%%

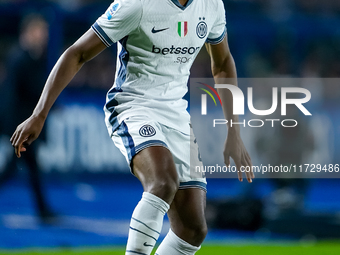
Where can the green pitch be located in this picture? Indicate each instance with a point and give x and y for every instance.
(290, 249)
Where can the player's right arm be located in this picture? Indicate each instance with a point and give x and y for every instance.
(84, 49)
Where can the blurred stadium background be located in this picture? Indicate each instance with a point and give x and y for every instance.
(85, 179)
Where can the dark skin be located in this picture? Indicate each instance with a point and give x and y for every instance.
(153, 166)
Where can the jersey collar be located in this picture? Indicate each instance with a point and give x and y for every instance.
(176, 2)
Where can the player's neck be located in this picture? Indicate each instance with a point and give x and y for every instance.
(183, 2)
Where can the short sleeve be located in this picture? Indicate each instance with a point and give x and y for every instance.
(219, 29)
(119, 20)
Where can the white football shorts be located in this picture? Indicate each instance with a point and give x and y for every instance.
(139, 132)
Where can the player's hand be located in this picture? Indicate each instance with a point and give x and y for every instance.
(26, 133)
(235, 149)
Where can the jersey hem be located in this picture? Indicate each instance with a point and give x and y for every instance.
(193, 184)
(218, 39)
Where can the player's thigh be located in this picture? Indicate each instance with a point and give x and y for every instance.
(155, 168)
(187, 215)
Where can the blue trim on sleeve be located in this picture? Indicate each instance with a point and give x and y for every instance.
(176, 2)
(218, 39)
(102, 35)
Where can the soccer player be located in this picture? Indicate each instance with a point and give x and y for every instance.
(145, 113)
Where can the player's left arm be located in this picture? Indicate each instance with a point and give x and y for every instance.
(224, 71)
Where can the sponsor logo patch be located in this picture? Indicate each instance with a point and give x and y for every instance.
(111, 11)
(147, 131)
(201, 29)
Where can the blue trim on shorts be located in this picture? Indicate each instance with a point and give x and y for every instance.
(193, 184)
(147, 144)
(129, 145)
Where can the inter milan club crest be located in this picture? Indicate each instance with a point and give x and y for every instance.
(182, 28)
(202, 28)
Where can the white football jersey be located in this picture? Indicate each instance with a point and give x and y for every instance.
(158, 41)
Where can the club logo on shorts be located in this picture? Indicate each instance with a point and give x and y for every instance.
(147, 131)
(201, 29)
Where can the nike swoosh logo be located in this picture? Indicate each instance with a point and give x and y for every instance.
(154, 31)
(146, 244)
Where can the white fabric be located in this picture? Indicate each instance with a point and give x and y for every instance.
(130, 139)
(146, 224)
(158, 42)
(173, 245)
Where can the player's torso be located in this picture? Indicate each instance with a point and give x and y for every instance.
(170, 37)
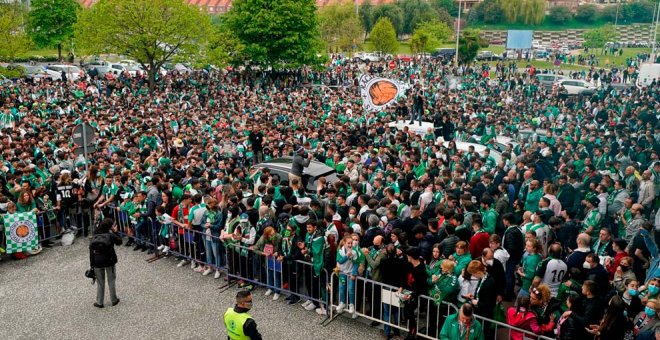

%%

• [Written instruction]: Revise all of the lines above by replacing "in this picture" with "in this image" wherever it occurs, keeping everything else unchanged. Leave the pictures out of your answer.

• [Written solution]:
Where can the green pitch be located in this image? Indicate each instance with a point and give x and y for every instance.
(290, 249)
Where can the player's right arm be located in this image? Indicate each instance with a point and give x and y for every instance.
(84, 49)
Where can the blurred stadium background be located in this image? Indicate each instance with a point and give x and y for every instance.
(85, 179)
Where can the dark skin be located in this image? Indicate each instance with a point and give x and y for every instance.
(153, 166)
Where can the jersey collar be located in this image? Indicate each instance with a point and give x and y for every instance.
(176, 2)
Where can the player's neck be located in this image? Indicate each instance with a point and give x and y for every instance.
(183, 2)
Where can the short sleeve be located in this image? Indicate each instance with a point and give x and y for every instance.
(219, 29)
(119, 20)
Where can the white football shorts be located in this image? Indicate each instance with a point and give x and y for every instance.
(139, 132)
Where can the player's hand be located in this image? Indicate each instance with a point and give x and y for every instance.
(26, 133)
(235, 149)
Where can the jersey hem be located in this image? Indicate each instance with a point and give x and y for every instance.
(193, 184)
(218, 39)
Where can the player's thigh be located in this image? Indicate each instance with a point and give x and y for every instance.
(155, 168)
(187, 215)
Where can the blue trim on sleeve be located in this image? Indicate each instance with a point and give x and y for every instance.
(176, 2)
(218, 39)
(102, 35)
Where can the soccer player be located in this image? Indicate each instance with a point and give x and y for every instance.
(145, 113)
Where can the player's left arm be located in this image? Indicate each instance with a point and give x and y for every instance.
(224, 71)
Where can the sponsor logo patch be located in this image? Indicate each instance with a point and give x and y for every instance.
(111, 11)
(147, 131)
(201, 29)
Where can the blue trim on shorts be located in this image? Indicate each instance with a point and give x and y for every instance.
(193, 184)
(147, 144)
(129, 145)
Where can the inter milan club crest be located in this image? Indicate each instance with a point and give x and y for every instance.
(182, 28)
(202, 28)
Where can the white football jersey be located in this image? Indicate each instance with a point and give x and y for every instance.
(158, 41)
Where can the club logo on shorts be located in this image? Indicate each instance with a point and give x and y for every instance.
(147, 131)
(201, 29)
Where can the nike swoosh logo be located in this image? Indicate each instance with a point and give x and y for every instance.
(154, 31)
(146, 244)
Where can the white fabric be located in this image? Indicate each instance with a point and give x and y for every instance.
(130, 139)
(146, 224)
(158, 42)
(173, 245)
Where can the player's torso be located in this image? Indicate each instance with a point and give x and y for every instance.
(170, 37)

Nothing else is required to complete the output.